• Problem to work on: Retyping all the entries exactly is the whole task.

• Provided data:
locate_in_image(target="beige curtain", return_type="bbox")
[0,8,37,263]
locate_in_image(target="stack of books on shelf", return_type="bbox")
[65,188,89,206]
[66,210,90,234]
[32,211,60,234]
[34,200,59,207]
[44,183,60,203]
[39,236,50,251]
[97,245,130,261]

• Reply to the task:
locate_in_image(target="beige curtain", return_type="bbox")
[0,8,37,263]
locate_in_image(target="stack of books on shelf", return_type="bbox")
[65,188,89,206]
[66,210,90,234]
[32,211,60,234]
[34,200,59,207]
[44,183,60,203]
[39,236,50,251]
[97,245,130,261]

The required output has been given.